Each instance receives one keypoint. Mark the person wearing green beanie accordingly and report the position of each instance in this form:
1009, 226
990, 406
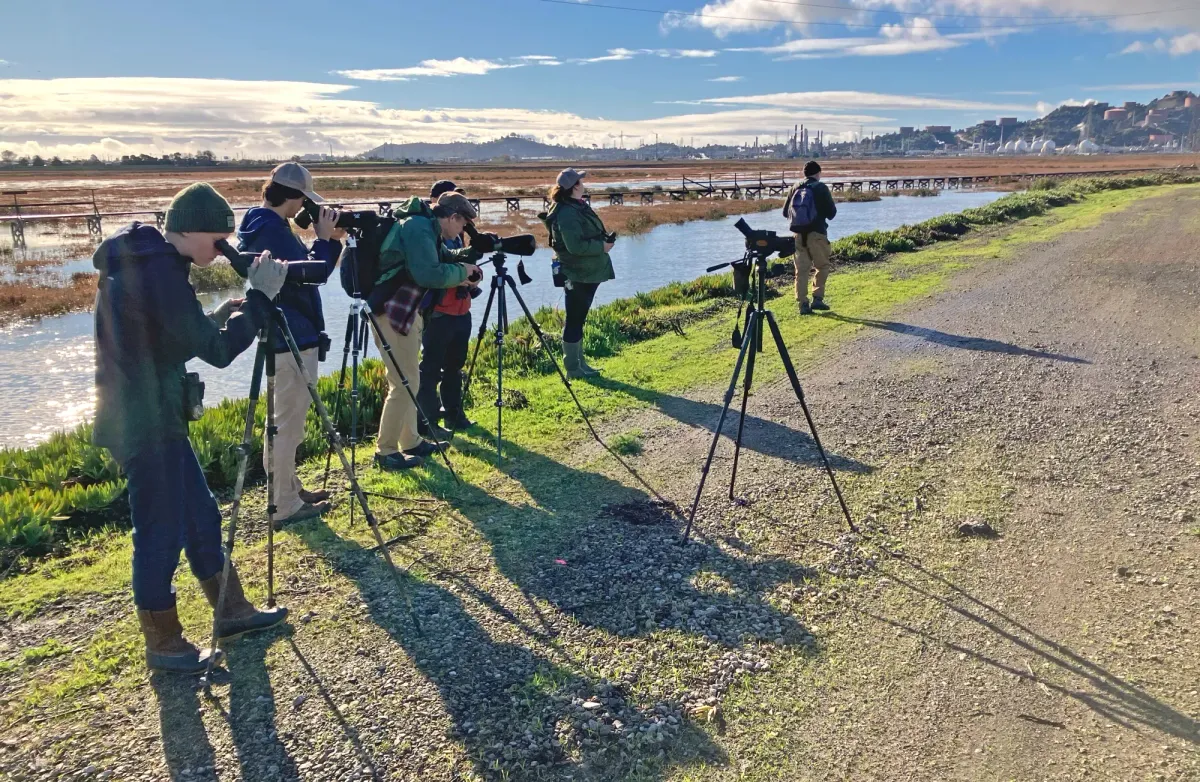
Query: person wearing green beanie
149, 325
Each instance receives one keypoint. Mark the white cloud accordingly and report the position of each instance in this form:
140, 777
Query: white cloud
612, 56
629, 54
853, 100
457, 66
121, 115
912, 36
1183, 44
725, 17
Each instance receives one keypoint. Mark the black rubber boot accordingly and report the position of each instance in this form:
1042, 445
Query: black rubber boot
239, 615
167, 650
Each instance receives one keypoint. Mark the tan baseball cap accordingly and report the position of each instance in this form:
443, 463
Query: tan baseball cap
457, 204
295, 176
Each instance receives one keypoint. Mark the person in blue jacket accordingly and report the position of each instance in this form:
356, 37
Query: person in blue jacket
267, 228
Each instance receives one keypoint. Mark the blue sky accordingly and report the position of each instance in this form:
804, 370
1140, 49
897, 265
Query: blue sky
299, 77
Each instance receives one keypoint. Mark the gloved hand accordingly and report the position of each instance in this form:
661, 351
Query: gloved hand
226, 308
268, 275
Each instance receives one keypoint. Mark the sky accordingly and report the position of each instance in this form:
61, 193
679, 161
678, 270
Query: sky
274, 79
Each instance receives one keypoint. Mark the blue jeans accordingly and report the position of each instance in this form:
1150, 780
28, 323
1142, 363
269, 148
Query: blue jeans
173, 510
443, 355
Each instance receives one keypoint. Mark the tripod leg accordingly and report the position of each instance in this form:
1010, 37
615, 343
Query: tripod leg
745, 396
408, 390
479, 342
335, 443
270, 474
502, 325
341, 385
244, 451
579, 405
747, 343
799, 395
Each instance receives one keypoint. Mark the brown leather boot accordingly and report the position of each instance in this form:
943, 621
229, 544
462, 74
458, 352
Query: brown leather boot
239, 615
166, 647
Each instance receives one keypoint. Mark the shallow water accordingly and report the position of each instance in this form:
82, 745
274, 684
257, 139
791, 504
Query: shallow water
47, 368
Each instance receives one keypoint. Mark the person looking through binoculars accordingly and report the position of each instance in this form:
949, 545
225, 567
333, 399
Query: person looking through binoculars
444, 344
581, 248
414, 262
267, 228
149, 324
809, 208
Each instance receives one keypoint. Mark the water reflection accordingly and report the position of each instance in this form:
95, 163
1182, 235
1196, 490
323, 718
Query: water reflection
47, 367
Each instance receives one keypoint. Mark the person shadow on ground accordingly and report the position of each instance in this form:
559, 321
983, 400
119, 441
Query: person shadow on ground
517, 713
251, 716
761, 435
955, 341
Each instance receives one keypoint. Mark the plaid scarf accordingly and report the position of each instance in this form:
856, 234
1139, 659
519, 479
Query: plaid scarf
403, 306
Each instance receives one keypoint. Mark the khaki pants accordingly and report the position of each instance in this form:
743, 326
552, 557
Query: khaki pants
811, 257
292, 402
397, 427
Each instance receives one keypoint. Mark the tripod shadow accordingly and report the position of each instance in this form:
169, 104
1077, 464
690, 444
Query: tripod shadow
955, 341
185, 743
627, 577
516, 711
252, 710
1103, 692
761, 435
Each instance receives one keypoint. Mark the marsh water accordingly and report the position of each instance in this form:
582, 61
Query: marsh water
47, 366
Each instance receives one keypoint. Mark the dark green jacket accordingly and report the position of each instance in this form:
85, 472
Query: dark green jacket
414, 245
577, 236
149, 325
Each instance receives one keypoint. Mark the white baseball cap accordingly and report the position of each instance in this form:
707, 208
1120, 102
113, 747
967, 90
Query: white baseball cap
295, 176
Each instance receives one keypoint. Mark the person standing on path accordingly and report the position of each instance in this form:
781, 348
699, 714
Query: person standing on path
149, 325
809, 208
267, 228
581, 248
444, 344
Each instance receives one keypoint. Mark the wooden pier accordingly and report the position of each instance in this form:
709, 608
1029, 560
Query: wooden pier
22, 209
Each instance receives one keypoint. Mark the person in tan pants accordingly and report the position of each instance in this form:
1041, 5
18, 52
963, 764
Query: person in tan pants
399, 425
809, 208
267, 228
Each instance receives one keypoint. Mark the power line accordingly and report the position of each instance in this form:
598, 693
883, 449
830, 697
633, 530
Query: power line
970, 16
1048, 23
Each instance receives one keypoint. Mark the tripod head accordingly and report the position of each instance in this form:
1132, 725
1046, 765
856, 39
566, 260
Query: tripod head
498, 262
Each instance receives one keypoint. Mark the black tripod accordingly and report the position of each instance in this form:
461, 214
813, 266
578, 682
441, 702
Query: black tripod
751, 344
264, 359
359, 323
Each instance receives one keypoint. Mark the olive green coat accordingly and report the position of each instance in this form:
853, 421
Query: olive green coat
577, 236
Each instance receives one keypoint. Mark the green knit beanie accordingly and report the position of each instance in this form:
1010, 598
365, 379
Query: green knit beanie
198, 208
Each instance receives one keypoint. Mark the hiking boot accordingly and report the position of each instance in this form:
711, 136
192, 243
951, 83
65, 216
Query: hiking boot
426, 447
166, 647
588, 371
238, 615
309, 510
432, 432
573, 360
457, 420
393, 462
312, 498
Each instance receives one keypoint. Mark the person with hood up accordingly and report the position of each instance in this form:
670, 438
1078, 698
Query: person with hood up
267, 228
149, 325
581, 247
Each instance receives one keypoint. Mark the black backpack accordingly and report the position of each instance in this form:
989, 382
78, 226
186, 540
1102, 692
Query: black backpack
360, 265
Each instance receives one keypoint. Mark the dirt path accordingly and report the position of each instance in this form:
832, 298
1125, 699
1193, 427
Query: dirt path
1054, 396
1050, 393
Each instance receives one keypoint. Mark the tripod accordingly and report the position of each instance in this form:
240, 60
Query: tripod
751, 344
359, 323
264, 359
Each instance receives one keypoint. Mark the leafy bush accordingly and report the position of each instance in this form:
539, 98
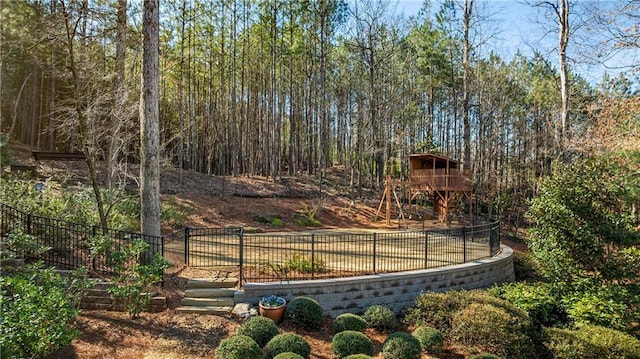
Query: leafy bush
431, 340
434, 309
288, 355
504, 331
536, 299
238, 347
380, 317
303, 264
401, 346
606, 306
304, 312
591, 342
260, 329
358, 356
132, 277
348, 321
38, 307
485, 356
350, 342
584, 223
287, 342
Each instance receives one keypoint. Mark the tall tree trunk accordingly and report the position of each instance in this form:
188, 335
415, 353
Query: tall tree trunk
468, 10
563, 41
149, 134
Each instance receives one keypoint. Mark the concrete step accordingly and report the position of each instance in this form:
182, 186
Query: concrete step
212, 283
207, 302
209, 292
212, 310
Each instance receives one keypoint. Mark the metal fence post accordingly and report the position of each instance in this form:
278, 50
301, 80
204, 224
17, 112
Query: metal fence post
374, 252
241, 252
313, 255
426, 249
28, 223
186, 246
464, 244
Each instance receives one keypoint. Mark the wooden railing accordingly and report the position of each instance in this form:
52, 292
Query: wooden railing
439, 180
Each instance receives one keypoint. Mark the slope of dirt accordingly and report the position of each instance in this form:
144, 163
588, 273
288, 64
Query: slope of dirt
214, 201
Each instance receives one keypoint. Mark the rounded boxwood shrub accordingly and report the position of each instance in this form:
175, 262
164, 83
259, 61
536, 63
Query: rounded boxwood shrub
350, 342
502, 330
238, 347
401, 346
260, 329
591, 342
485, 356
348, 321
288, 355
380, 317
304, 312
431, 340
287, 342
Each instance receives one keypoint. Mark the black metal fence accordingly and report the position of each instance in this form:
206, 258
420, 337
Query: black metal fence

● ● ● ●

--- Exercise objective ---
Please reproduce the entries above exactly, omitting every picture.

--- Result for this task ---
Each instance receives one keypoint. Mark the person wearing green beanie accordingly and report the position of each instance in this form:
1009, 226
990, 406
Query: person wearing green beanie
149, 325
Each instance receives one keypoint. Mark the white cloud accordingly and report the position of each instance in this form:
140, 777
Query: white cloud
612, 56
629, 54
853, 100
457, 66
121, 115
912, 36
1183, 44
725, 17
Each instance receives one keypoint. Mark the black rubber boot accordingly and report the position of each instance in this form:
1042, 445
Query: black rubber boot
239, 615
167, 650
Each instance receives one keypoint. Mark the tan baseball cap accordingly and report the position of each instance in this form:
443, 463
Query: tan baseball cap
457, 204
295, 176
Each instance receives one keypoint. Mark the person in blue jacket accordingly and report the position of each instance in this form:
356, 37
Query: person in blue jacket
267, 228
Each instance receives one keypoint. Mark the blue sky accordingly and report the position of each instance in this form:
804, 370
1140, 49
897, 265
Query: blue sky
299, 77
Each instance receives one keypoint. Mark the gloved hand accordingly and report the position of each instance in this form:
661, 351
Query: gloved hand
226, 308
268, 275
Each instance receives one keypoint. Mark the sky accordingly and report the position of each instance in this form:
61, 193
679, 161
678, 270
Query: sky
274, 79
Each instance receives one keypoint. Mark the blue jeans accordingly and report the position of each instance in this form:
1150, 780
28, 323
1142, 363
269, 148
Query: blue jeans
173, 510
443, 355
Each instance receives one keypoint. Mark the tripod leg accordingly and report the position of each instance in this form:
1010, 37
615, 343
Query: tripod leg
745, 396
408, 390
479, 342
335, 443
270, 474
502, 325
341, 385
244, 451
579, 405
747, 343
799, 395
Each instance receives one keypoint. Mark the brown leather boot accordingly and report the position of each instance in this form:
943, 621
229, 544
462, 74
458, 352
Query: brown leather boot
239, 615
166, 647
Each instance receives one keypoint. Mark the shallow water accordingly and report the position of each instance in this form:
82, 745
274, 684
257, 139
791, 504
Query: shallow water
47, 368
Each instance receives one keypoint. Mark the person looking through binoculars accordingly and report the position of each instance in this form:
949, 545
225, 567
333, 399
Query: person looking through binoculars
444, 344
581, 248
414, 262
267, 228
149, 324
809, 208
Each instance receives one keypoint. Mark the water reflection accordingly and report the position of each instance in this form:
95, 163
1182, 235
1196, 490
323, 718
Query: water reflection
47, 367
Each instance receives one keypoint. Mark the person shadow on ground accordingly and report the position of each instance in this form:
559, 321
983, 400
119, 441
Query: person shadow on ground
517, 713
251, 716
761, 435
955, 341
Each instance receives one keypoint. Mark the plaid scarf accordingly and report the position of each instance in this form:
856, 234
1139, 659
519, 479
Query: plaid scarf
403, 306
Each instance receives one keypoint. Mark the khaki pants accordingly and report the position of each instance in this form:
743, 326
552, 557
Query: khaki pants
811, 257
292, 402
397, 427
Each instance receives one keypoint. Mark the tripod shadow accordingly and report the position of each instance in this form:
169, 104
1077, 464
690, 444
Query: tripod shadow
955, 341
185, 743
627, 577
516, 711
252, 710
1103, 692
761, 435
Each instance receives one keypoint. Mark the marsh water accordingly and report the position of each instance in this form:
582, 61
Query: marsh water
47, 366
Each instance receives one keypoint. Mark the dark green jacket accordingly and report the position of each instance in this form:
85, 472
Query: dark green jacket
414, 245
577, 236
149, 325
Each instance receives one keypoint. Mark the white baseball cap accordingly and report the position of each instance in this form:
707, 208
1120, 102
113, 747
967, 90
Query: white baseball cap
295, 176
Each instance receives one keypoint. Mark the person standing on path accordingly and report the position of each instance in this form:
781, 348
699, 714
Query: person standing on path
149, 325
809, 208
267, 228
581, 248
444, 344
Each instance receives one keypoint. Mark the wooden pier accordingly and report the position of each instance in this form:
709, 608
1029, 560
Query: wooden pier
22, 209
Each instance receives one keypoint. Mark the person in tan pants accordingly and report the position of each instance in this form:
1041, 5
18, 52
963, 764
Query: person in tan pants
399, 425
809, 208
267, 228
Each instance receives one keypoint. Mark the power line accordingly and report the position of each instance in this form:
598, 693
883, 449
830, 697
633, 530
Query: power line
970, 16
1048, 23
Each instance receives one keypoint. Mark the tripod head accordingly and report the position of each instance in this form:
1132, 725
1046, 765
856, 39
566, 260
Query: tripod head
498, 262
Each instance receives one keypoint. Mark the black tripod accordingly and report the position of each instance in this form:
461, 214
813, 266
578, 682
441, 702
Query: black tripod
751, 344
264, 359
359, 323
Each instance receives one keypoint. Mark the olive green coat accordingly and report the position of each instance in this form:
853, 421
Query: olive green coat
577, 236
Each instance receives one keypoint. Mark the green knit beanie accordingly and report the position of each instance in this form:
1010, 598
365, 379
Query: green knit beanie
198, 208
Each instance receives one keypoint. Mark the hiking boot accordingly and report the position of each instance in this form:
711, 136
192, 243
951, 83
65, 216
Query: hiking boot
426, 447
166, 647
588, 371
238, 615
309, 510
432, 432
573, 360
457, 420
393, 462
312, 498
Each instance receives one keypoint. Mark the person with hood up accordingly and report the position of each instance in this form:
670, 438
1078, 698
Query: person with hood up
267, 228
149, 325
581, 247
Each instance receives one keypoint. Mark the black backpack accordingly and report the position of each instance in this form:
989, 382
78, 226
186, 540
1102, 692
Query: black backpack
360, 265
Each instance receives one keypoint. Mark the dirt path accordingly and report the position of each instance in this form:
832, 298
1125, 699
1193, 427
Query: dirt path
1054, 396
1050, 393
Each instance receives one keypoint. Mark the tripod accordingly and report the position of each instance in this form:
240, 60
Query: tripod
751, 344
359, 323
264, 359
Each instance receives one keypoint. Mark the leafy bush accordingly and report the position of each instance in this form:
539, 98
Query: leafy bush
431, 340
434, 309
288, 355
504, 331
536, 299
238, 347
380, 317
303, 264
401, 346
606, 306
304, 312
591, 342
260, 329
358, 356
132, 277
348, 321
38, 307
485, 356
350, 342
584, 223
287, 342
Each instance receives one keypoint. Mark the tall tree trunk accordingly and report the position of each instance in this form:
188, 335
415, 353
Query: tall tree trunk
468, 10
563, 41
149, 134
Each instance receives one keypoint. Mark the concrete step accordingly and report the position of each instance in this form:
182, 186
Query: concrete step
212, 283
207, 302
209, 292
212, 310
Each instance receives one keypoint. Mark the metal fence post accordingly and report the position of each instance in this form:
278, 50
301, 80
204, 224
17, 112
Query: metal fence post
374, 252
241, 252
313, 255
426, 249
28, 223
186, 246
464, 244
Each instance receives one keypoint. Mark the wooden railing accordingly and report the position of each instance in this form:
52, 292
Query: wooden railing
439, 180
Each instance receives one keypoint. Mark the slope of dirt accordingly and report the position of each instance in this form:
144, 163
588, 273
288, 64
Query: slope of dirt
214, 201
Each instance receives one keypoint. Mark the rounded boxwood shrub accordingly and report the position of each instance in this form:
175, 262
164, 83
259, 61
536, 63
Query: rounded boxwood shrub
350, 342
502, 330
238, 347
401, 346
260, 329
591, 342
485, 356
348, 321
288, 355
380, 317
304, 312
431, 340
287, 342
Each instance receives one keypoint. Mark the black metal fence accordingly and report the position of each instance in this form:
206, 258
420, 337
Query: black metal fence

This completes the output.